# Text block
───

The problem with doing stuff like this in a callback is that an additional query is sent to the database which can be a big performance problem if the insert load is high. I generally agree that complex logic should be avoided in triggers and is better left in the application code in most cases but incrementing a counter is about as simplistic as you can get.

avand · on Oct 16, 2012

Well thanks for the insights. I'll keep triggers in mind when I come across a problem like this in the future.

pvh · on Oct 16, 2012

For the record, Heroku doesn't affect your ability to use triggers. It's possible our ancient "shared database" infrastructure simply didn't support it, but the new starter tier plans certainly do.

kayoone · on Oct 16, 2012

Sounds like the typical caching approach to me, "avoid making big queries by caching your data in a ram-based key-value store" .. so this is pretty much common knowledge amongst webdevs since LiveJournal introduced memcached back in 2007?, or am i missing something ?

taf2 · on Oct 15, 2012

This works great, one thing I've started doing is caching those mget's in memcached. Redis is fast, but it's also single threaded and depending on how you're using it can become cpu bound, causing timeout errors while busy redis instance handle lots of write/reads... so similar to mysql - i've started guarding multiple redis reads with single memcache get... feels crazy, but maybe correct?

papercruncher · on Oct 16, 2012

I'm surprised that Redis cannot handle your traffic. What are you throwing at it? Or are you on EC2, with frequent BGSAVEs or AOF enabled on an EBS volume?

taf2 · on Oct 16, 2012

rackspacecloud - no AOF only BGSAVEs currently my save frequency is:

  save 1900 1
  save 1300 10
  save 160 10000

Perhaps there's a better way for me to tune this? Most of the data I store in redis is temporal so I don't mind losing it, but I do store stats for usage of features for reporting in my admin dashboard similar to how this article describes and that stuff i would like to keep around but if i lost a few hours or even a day i'm not going to lose sleep.

───

# Supplied data
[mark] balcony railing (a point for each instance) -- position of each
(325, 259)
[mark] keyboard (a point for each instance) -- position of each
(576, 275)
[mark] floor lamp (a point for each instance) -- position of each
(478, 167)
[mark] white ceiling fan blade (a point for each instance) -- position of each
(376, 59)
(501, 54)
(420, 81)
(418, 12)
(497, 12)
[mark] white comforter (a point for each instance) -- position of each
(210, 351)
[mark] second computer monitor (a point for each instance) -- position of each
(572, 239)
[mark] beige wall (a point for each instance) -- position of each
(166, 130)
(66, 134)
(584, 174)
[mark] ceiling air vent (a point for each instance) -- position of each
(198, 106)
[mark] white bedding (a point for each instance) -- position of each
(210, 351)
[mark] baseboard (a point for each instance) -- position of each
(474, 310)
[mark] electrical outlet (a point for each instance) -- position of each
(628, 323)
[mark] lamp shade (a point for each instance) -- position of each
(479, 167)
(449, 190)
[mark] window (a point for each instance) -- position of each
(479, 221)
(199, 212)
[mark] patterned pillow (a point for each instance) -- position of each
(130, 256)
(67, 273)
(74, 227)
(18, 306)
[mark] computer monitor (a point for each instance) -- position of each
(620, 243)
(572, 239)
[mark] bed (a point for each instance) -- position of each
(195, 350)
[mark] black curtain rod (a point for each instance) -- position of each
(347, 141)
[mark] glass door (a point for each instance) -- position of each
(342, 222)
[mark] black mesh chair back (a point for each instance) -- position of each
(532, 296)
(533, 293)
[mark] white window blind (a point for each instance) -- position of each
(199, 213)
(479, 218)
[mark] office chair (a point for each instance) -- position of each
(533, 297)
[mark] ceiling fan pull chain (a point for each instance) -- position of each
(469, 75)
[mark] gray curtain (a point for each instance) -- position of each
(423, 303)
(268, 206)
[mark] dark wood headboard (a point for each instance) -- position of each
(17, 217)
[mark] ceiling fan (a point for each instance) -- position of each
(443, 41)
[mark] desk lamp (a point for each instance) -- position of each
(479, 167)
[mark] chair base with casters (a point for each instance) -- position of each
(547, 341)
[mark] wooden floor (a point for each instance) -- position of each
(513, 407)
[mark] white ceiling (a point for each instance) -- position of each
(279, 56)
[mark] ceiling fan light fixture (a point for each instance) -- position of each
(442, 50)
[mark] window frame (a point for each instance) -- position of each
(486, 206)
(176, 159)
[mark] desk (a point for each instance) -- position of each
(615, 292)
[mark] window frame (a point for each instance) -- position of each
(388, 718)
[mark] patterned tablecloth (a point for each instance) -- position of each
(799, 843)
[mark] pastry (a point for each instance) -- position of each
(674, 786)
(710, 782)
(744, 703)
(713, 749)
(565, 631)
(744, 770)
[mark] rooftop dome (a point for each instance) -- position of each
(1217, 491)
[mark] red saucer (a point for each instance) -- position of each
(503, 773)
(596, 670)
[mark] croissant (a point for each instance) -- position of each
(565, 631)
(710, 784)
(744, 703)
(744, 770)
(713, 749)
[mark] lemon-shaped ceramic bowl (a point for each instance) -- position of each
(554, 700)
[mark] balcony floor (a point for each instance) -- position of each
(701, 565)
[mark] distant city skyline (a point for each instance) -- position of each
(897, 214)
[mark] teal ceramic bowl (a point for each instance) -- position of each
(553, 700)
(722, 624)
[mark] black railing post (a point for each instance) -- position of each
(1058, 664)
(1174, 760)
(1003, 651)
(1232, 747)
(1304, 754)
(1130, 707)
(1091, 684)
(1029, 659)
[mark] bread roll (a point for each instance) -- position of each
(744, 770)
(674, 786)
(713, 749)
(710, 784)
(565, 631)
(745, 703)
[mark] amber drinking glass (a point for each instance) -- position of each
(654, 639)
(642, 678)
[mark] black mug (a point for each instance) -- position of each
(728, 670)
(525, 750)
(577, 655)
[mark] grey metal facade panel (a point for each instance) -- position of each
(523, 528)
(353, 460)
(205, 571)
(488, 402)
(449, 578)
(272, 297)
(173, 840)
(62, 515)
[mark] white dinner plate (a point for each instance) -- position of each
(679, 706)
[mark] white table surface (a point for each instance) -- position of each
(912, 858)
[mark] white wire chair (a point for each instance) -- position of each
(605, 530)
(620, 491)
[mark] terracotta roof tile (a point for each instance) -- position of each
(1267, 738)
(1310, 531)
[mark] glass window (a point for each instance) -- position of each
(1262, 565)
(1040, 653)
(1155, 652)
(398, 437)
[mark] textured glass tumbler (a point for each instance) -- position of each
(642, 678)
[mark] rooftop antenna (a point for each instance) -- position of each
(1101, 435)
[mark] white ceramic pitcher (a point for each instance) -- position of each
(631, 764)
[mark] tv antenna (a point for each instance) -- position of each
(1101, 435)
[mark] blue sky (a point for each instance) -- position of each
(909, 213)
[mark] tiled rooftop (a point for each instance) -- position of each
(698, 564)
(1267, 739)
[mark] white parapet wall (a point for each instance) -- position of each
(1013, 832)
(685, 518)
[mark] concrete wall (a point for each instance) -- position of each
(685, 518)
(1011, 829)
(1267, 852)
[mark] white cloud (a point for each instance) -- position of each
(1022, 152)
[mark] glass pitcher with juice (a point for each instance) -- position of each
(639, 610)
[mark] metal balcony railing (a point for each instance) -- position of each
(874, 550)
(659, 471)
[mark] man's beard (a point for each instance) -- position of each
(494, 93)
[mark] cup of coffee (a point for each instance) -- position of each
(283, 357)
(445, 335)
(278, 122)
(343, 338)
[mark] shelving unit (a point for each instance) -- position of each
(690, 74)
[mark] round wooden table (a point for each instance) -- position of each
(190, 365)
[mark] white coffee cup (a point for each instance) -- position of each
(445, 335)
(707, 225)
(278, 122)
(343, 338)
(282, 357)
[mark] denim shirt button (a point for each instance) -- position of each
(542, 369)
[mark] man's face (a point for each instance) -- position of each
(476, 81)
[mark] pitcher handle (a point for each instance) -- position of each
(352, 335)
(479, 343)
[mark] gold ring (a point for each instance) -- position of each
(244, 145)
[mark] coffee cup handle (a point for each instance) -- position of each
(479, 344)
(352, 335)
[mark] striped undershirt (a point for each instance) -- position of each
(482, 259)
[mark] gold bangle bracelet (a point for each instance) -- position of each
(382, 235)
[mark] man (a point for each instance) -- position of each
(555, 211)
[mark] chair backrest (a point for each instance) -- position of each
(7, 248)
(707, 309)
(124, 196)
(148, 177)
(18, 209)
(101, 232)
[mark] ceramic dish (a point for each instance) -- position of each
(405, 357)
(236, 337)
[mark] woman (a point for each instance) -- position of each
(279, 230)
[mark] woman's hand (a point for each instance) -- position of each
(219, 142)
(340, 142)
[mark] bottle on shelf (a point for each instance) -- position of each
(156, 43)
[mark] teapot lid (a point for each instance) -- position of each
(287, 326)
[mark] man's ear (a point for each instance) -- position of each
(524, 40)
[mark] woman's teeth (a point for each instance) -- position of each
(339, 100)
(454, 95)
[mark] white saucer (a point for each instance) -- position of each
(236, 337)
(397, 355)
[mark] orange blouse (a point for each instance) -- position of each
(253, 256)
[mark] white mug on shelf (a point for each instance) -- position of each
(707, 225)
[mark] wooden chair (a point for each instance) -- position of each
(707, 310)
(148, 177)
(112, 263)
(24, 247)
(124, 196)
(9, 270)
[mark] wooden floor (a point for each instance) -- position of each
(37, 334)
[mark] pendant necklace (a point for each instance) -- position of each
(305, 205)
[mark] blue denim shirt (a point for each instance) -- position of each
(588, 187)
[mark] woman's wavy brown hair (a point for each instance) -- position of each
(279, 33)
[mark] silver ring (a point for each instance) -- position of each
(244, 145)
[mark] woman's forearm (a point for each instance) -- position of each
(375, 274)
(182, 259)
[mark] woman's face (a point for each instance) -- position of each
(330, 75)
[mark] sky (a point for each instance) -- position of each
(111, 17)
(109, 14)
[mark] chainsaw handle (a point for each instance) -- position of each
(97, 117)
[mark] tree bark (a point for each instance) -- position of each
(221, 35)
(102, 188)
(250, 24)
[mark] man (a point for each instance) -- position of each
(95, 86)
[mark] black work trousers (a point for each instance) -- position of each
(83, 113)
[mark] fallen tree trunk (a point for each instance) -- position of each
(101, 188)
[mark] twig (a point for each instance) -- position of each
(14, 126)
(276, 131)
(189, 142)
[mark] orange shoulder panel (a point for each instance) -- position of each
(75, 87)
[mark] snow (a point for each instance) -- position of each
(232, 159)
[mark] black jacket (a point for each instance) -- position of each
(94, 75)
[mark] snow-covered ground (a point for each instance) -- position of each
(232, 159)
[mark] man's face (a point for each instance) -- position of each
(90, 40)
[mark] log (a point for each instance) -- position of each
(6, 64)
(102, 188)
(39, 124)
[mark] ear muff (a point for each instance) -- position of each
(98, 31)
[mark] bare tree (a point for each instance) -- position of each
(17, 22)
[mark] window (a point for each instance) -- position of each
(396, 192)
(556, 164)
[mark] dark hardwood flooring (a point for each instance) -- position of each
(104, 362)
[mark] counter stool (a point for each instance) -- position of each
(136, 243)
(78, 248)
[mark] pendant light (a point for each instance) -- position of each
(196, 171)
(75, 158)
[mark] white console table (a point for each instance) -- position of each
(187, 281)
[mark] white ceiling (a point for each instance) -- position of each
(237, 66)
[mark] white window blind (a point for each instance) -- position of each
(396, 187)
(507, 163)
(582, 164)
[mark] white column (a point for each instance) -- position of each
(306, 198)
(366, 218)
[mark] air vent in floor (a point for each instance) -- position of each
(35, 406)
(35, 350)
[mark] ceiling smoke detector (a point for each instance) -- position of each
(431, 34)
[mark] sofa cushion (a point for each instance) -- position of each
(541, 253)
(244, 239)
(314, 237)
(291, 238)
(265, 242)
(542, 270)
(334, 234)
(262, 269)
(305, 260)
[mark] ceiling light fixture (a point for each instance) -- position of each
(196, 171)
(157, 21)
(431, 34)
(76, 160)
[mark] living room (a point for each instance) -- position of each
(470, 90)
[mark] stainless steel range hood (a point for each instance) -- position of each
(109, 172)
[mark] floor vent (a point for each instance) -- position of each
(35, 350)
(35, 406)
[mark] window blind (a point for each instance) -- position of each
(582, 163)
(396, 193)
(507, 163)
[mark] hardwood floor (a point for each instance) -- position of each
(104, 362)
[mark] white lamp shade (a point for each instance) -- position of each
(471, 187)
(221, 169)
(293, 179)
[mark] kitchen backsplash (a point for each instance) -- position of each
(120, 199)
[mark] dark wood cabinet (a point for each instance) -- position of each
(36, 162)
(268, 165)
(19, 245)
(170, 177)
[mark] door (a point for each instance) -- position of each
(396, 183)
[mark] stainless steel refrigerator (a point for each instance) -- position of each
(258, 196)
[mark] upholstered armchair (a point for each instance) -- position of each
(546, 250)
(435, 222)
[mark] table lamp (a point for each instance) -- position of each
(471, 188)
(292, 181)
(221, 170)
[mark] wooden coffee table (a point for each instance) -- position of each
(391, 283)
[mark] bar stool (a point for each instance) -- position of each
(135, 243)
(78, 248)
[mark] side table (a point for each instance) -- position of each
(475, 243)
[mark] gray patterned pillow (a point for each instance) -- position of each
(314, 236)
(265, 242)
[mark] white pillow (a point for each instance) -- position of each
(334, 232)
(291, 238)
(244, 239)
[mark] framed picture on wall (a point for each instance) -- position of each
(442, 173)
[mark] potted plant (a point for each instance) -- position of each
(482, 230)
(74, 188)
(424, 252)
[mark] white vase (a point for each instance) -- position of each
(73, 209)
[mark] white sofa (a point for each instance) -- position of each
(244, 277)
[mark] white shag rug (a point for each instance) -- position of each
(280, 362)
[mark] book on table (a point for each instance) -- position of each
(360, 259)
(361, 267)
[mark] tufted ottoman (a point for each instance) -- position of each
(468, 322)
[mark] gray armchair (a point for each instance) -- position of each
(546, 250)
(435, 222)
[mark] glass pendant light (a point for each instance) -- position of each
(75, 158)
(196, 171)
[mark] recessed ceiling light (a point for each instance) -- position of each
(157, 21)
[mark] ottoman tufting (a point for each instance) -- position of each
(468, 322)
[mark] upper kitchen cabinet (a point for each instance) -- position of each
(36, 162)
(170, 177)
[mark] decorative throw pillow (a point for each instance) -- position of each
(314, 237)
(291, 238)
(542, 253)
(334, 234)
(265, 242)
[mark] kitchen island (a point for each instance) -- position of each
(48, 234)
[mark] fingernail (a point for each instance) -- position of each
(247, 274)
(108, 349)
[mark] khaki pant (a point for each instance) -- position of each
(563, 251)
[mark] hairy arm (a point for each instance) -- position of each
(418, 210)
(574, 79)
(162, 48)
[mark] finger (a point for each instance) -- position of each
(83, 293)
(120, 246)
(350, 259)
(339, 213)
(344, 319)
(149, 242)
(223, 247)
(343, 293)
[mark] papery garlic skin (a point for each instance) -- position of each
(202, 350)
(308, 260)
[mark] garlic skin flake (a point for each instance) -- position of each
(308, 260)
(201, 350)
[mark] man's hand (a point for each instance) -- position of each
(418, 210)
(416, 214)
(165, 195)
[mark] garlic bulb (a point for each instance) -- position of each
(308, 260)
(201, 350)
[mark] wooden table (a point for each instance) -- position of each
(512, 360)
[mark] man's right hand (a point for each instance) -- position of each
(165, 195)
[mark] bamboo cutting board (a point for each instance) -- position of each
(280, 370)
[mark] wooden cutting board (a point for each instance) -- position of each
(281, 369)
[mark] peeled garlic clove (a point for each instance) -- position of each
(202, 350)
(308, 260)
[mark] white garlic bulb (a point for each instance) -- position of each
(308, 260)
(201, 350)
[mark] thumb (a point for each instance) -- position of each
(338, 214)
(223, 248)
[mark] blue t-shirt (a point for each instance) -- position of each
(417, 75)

───

# Requirement
In the forum thread above, why does taf2 say they began caching Redis mget results in memcached? Answer in one to three sentences.

# Solved exercise
Redis is fast but single-threaded. Depending on how it is used, it can become CPU-bound, and a busy instance handling many writes and reads can then produce timeout errors. To reduce that load, taf2 guards multiple Redis reads with a single memcache get.